-------- Text under study --------
Increased production. Increased uric acid production can be demonstrated by increased uric acid excretion, if renal function is adequate. The standard method of evaluation is a 24-hour urine collection. Most investigators place the patient on a severely restricted (or “purine-free”) purine diet before collecting the urine specimen (e.g., 4 days of diet, with the specimen collected on the fourth day and collection completed before the diet is terminated). The test is more accurate when the patient is asymptomatic, since acute inflammation may increase urine excretion of urate. Under these controlled conditions, the most commonly accepted upper limit of the reference range is 600 mg/24 hours (3,570 mmol/day). About 15%-25% of patients with primary gout have increased excretion of uric acid. The other 75%-85% have normal production and urine excretion levels. Conditions in which a substantial number of patients have increased uric acid production, increased excretion of uric acid, and hyperuricemia, include myeloproliferative syndromes (chronic myelocytic leukemia, polycythemia vera, etc.), chronic lymphocytic leukemia, myeloma, various malignancies (including the aforementioned leukemias and lymphomas), tumor or tissue cell destruction from chemotherapy or radiation therapy (including the tumor lysis syndrome), sickle cell anemia and severe hemolytic anemias, extensive psoriasis (30%-50% cases), sarcoidosis (30%-50% cases), and a congenital enzymatic defect in uric acid metabolism known as the “Lesch-Nyhan syndrome.”
--------
● **Required action 1**:
Answer these questions from the text on uric acid production:
(a) What is the standard method of evaluation?
(b) What share of patients with primary gout have increased excretion of uric acid?
(c) What name does the text give to the congenital enzymatic defect in uric acid metabolism?
● **Required action 2**: Recast the paragraph of the text on uric acid production that begins "Increased production. Increased uric acid production" as a bulleted list, keeping its main facts.
● **Required action 3**: Please carry on the text on uric acid production from where it stops.
-------- Listed records --------
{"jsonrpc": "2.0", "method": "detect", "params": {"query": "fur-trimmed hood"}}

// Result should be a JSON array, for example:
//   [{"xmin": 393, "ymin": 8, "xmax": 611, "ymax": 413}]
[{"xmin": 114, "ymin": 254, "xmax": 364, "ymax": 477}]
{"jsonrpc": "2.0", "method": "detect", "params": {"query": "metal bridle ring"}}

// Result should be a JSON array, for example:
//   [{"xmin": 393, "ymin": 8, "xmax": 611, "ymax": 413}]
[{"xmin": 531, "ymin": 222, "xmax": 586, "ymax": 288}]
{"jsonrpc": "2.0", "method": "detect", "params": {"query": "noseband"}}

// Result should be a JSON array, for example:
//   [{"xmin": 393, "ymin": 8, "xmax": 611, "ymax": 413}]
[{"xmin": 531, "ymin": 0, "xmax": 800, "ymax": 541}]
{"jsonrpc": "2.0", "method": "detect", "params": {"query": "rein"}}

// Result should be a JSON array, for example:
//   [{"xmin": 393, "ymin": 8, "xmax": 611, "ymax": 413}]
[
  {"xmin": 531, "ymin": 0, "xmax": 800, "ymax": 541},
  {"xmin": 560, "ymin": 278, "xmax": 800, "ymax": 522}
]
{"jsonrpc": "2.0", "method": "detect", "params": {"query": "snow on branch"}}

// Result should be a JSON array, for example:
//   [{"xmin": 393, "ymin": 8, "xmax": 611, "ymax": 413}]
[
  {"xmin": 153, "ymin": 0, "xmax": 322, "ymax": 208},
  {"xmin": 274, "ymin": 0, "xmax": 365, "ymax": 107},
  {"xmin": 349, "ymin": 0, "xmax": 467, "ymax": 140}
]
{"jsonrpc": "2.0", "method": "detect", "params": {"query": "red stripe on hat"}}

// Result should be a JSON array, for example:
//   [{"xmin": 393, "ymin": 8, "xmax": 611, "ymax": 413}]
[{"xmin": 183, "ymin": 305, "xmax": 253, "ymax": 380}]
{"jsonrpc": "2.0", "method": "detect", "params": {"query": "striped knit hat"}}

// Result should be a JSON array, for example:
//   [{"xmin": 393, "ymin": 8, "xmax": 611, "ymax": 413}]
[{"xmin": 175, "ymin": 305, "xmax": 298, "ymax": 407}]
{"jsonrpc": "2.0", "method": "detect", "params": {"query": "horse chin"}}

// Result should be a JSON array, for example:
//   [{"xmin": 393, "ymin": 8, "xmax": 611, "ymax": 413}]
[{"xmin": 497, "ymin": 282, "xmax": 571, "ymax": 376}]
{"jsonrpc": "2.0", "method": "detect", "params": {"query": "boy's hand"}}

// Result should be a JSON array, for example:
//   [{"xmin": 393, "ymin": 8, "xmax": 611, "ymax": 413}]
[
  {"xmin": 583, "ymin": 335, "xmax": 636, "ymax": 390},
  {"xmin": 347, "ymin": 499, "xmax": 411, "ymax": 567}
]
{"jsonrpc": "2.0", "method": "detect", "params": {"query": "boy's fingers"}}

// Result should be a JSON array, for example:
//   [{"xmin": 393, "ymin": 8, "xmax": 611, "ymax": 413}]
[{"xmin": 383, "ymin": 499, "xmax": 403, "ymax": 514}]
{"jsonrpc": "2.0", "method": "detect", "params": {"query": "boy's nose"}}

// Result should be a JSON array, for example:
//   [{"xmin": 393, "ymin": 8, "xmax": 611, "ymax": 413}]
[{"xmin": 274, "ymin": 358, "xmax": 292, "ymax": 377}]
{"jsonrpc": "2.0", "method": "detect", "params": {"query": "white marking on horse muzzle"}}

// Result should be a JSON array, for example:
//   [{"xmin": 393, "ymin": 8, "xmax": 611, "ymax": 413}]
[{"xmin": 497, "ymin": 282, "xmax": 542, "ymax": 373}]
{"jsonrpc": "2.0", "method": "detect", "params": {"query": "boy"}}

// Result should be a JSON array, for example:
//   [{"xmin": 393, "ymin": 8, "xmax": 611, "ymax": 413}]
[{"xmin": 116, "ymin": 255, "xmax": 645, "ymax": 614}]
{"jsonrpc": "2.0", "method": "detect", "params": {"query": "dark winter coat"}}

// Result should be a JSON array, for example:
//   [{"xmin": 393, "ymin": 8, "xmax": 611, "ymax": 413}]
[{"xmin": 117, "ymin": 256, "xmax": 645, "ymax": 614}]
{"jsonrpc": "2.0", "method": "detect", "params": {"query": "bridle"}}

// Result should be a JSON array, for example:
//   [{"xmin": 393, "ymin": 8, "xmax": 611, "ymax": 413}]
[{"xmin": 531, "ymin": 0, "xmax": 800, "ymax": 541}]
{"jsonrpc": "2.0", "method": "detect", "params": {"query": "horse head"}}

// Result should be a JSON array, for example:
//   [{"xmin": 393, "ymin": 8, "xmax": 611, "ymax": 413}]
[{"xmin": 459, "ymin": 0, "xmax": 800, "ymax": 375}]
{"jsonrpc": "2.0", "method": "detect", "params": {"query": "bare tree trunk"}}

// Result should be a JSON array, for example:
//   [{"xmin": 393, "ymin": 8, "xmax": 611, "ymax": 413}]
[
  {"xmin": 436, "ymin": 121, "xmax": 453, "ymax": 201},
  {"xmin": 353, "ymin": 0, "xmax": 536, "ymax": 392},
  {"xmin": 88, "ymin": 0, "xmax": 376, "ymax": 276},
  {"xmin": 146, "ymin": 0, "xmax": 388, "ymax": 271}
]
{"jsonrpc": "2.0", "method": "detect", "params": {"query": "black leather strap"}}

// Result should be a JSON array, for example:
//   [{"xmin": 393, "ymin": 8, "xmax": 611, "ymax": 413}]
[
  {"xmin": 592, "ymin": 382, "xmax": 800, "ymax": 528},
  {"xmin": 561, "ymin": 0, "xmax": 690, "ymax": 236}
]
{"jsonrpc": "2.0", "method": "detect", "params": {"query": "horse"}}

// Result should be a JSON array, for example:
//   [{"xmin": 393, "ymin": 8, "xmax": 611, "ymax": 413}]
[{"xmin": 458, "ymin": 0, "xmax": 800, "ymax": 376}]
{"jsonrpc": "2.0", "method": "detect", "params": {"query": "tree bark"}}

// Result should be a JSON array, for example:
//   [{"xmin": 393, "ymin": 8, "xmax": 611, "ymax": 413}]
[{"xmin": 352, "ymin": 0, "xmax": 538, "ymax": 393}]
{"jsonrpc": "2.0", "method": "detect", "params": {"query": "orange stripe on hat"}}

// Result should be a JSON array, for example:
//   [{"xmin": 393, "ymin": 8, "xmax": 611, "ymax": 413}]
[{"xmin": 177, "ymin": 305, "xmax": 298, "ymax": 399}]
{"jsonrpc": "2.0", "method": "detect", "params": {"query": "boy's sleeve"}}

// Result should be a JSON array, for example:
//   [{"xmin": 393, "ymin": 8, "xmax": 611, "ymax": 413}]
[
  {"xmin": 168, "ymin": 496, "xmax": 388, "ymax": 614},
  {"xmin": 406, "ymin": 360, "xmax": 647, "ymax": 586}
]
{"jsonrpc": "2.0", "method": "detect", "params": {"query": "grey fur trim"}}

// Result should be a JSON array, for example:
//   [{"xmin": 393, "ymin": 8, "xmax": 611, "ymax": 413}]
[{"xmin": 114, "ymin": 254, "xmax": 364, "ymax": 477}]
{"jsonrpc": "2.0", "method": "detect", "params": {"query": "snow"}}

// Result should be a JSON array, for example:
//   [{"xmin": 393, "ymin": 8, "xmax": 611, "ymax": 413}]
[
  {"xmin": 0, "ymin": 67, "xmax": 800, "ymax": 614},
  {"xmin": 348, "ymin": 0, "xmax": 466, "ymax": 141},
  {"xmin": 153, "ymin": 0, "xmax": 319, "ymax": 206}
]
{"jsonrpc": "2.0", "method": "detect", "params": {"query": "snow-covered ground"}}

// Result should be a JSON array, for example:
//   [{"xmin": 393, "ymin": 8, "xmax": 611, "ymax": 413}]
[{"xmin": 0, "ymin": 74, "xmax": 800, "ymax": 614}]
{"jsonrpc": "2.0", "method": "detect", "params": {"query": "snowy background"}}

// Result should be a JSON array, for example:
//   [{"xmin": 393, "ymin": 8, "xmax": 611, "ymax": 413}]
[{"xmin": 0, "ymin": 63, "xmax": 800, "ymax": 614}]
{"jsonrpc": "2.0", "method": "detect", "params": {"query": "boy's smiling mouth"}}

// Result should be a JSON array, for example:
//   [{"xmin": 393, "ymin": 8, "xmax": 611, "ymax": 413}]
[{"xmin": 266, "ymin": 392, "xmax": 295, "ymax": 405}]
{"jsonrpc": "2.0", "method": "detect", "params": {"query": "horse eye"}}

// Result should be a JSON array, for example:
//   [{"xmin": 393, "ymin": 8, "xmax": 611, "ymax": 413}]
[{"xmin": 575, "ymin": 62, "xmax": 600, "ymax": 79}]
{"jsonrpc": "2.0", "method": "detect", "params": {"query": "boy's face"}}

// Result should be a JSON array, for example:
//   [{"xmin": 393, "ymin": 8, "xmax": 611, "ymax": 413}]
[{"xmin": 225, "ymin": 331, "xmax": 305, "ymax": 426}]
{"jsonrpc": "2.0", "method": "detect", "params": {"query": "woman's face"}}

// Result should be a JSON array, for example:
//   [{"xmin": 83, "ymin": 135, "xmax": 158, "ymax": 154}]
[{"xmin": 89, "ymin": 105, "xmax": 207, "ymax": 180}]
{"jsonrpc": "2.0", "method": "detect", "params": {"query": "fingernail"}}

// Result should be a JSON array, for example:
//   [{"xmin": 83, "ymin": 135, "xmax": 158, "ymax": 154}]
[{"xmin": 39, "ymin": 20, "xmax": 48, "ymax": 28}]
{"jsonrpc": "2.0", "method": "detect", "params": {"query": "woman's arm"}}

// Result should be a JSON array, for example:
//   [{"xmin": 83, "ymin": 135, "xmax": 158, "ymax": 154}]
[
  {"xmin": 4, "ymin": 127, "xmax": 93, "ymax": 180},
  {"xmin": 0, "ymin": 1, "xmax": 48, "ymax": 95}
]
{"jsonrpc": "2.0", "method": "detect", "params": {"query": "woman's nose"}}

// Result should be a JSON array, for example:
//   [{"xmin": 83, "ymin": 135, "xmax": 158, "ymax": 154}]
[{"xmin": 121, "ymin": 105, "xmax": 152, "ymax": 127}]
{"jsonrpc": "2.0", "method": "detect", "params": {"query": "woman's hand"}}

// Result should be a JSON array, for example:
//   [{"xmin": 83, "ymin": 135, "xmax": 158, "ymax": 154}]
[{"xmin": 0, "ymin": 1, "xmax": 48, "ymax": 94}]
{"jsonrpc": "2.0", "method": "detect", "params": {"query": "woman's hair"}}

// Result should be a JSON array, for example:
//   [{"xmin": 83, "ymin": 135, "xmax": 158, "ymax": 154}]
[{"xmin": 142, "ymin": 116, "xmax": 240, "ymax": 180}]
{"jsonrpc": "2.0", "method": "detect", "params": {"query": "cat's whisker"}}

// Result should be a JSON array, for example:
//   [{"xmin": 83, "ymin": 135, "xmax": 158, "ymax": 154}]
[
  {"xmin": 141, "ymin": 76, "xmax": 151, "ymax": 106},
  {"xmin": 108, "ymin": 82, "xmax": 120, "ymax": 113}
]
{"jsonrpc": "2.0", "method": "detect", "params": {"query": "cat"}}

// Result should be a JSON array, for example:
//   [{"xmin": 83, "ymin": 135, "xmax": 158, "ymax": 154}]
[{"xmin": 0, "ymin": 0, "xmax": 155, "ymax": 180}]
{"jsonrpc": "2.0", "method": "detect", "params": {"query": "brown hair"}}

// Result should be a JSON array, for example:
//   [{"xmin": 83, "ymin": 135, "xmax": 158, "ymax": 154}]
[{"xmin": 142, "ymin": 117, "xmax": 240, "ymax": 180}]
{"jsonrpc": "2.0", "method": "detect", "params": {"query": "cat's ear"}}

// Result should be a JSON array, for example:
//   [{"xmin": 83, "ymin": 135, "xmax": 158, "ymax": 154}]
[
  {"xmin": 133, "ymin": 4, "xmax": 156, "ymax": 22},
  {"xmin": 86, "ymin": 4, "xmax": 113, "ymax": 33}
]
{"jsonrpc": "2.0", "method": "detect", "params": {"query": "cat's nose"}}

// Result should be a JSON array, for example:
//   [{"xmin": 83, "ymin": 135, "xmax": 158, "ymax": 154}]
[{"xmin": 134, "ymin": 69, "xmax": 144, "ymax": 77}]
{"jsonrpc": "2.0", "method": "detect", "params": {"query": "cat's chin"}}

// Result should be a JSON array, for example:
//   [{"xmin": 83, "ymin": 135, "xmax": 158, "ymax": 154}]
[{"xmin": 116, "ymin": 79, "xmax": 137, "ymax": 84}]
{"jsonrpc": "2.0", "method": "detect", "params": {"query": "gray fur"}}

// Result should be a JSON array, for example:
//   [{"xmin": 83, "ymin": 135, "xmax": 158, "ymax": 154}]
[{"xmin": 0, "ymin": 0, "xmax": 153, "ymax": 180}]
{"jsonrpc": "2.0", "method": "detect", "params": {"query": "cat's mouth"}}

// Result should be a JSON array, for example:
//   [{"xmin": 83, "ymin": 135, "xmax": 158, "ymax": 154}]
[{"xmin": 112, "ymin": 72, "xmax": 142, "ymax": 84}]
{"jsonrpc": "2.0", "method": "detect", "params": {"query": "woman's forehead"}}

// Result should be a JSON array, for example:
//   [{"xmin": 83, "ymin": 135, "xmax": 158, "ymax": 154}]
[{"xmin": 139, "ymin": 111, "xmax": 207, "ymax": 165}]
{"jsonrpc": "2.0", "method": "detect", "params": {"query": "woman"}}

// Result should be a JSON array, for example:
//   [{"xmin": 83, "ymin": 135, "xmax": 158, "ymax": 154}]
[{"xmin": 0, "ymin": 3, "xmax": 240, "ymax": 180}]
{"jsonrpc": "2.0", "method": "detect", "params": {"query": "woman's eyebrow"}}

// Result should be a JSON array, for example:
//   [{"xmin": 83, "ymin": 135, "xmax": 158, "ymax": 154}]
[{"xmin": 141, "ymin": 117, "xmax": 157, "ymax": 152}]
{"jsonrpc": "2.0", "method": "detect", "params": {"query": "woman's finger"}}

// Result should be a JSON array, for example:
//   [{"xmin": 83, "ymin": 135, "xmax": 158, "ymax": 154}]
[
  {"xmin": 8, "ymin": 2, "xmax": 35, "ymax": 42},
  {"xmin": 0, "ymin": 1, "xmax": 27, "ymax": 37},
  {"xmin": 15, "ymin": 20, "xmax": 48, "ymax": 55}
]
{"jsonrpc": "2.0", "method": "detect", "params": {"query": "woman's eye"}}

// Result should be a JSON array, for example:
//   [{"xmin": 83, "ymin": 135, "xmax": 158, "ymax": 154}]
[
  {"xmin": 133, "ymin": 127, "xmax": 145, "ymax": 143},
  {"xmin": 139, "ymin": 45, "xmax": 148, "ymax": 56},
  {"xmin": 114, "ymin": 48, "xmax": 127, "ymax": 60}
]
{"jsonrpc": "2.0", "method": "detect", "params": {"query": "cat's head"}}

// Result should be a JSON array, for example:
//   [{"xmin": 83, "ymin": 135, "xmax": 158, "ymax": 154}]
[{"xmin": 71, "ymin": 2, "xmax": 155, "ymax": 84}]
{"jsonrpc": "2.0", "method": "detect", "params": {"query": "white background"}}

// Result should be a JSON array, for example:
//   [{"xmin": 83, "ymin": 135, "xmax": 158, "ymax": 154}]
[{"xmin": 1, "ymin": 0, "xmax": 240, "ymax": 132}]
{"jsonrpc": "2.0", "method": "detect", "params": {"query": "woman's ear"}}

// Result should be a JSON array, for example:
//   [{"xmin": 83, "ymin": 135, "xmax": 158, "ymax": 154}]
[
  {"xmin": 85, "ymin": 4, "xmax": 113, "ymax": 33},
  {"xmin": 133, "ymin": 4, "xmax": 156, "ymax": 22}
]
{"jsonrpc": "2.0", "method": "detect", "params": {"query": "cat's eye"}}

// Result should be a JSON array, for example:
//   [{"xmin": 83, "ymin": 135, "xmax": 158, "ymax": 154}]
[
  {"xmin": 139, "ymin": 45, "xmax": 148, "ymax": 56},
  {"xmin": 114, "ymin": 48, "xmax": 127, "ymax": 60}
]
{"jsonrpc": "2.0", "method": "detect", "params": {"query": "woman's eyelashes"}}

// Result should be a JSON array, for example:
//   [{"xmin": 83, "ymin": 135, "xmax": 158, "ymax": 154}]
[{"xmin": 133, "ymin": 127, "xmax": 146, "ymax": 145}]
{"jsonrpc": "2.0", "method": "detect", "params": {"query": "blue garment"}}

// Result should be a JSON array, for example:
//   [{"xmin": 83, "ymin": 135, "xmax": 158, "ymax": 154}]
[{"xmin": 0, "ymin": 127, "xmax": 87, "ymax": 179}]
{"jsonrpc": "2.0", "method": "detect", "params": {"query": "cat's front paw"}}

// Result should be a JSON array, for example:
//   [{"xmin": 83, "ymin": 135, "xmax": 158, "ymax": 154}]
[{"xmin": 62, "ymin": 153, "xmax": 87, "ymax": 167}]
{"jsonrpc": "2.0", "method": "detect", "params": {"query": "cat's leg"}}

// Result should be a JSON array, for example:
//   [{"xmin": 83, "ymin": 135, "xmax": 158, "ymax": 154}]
--------
● **Output 1**:
(a) A 24-hour urine collection.
(b) About 15%-25%.
(c) The "Lesch-Nyhan syndrome."

● **Output 2**:
- Increased uric acid production can be shown by increased urine excretion of uric acid if renal function is adequate.
- The standard evaluation is a 24-hour urine collection.
- Most investigators first put the patient on a severely restricted ("purine-free") purine diet, for example 4 days of diet with the specimen collected on the fourth day, before the diet ends.
- The test is more accurate when the patient is asymptomatic, because acute inflammation may increase urine excretion of urate.
- Under these conditions, the most commonly accepted upper reference limit is 600 mg/24 hours.
- About 15%-25% of patients with primary gout have increased excretion. The other 75%-85% have normal production and excretion.
- Conditions where many patients have increased production, increased excretion and hyperuricemia:
  - myeloproliferative syndromes (chronic myelocytic leukemia, polycythemia vera, etc.)
  - chronic lymphocytic leukemia
  - myeloma
  - various malignancies, including leukemias and lymphomas
  - tumor or tissue cell destruction from chemotherapy or radiation therapy, including the tumor lysis syndrome
  - sickle cell anemia and severe hemolytic anemias
  - extensive psoriasis (30%-50% of cases)
  - sarcoidosis (30%-50% of cases)
  - Lesch-Nyhan syndrome, a congenital enzymatic defect in uric acid metabolism

● **Output 3**:
There is also an association of hyperuricemia with hypertension (22%-27% without renal disease), diabetes mellitus, obesity, and atherosclerotic heart disease. In some of these associated conditions there is a demonstrable etiology for hyperuricemia and in some there is not. One report indicates that up to 20% of males on long-term coumarin therapy develop elevated serum uric acid.

Measurement of urine uric acid to creatinine clearance ratio on a midmorning urine specimen has been proposed as a means to circumvent the problems involved with 24-hour urine collection. However, there is rather poor correlation between results obtained by the two methods in the same patients. One reason may be a reported diurnal variation in uric acid excretion, with about 40%-45% of daily quantity found in the 8 hours between 8 A.M. and 4 P.M.

The two most common laboratory assay methods for uric acid assay are colorimetric (based on uric acid reduction of phosphotungstic acid reagent) and enzymatic (using the specific enzyme uricase). Various reducing substances, such as levodopa and large quantities of glucose, ascorbic acid, acetaminophen, caffeine, and theophylline, can falsely elevate the colorimetric method.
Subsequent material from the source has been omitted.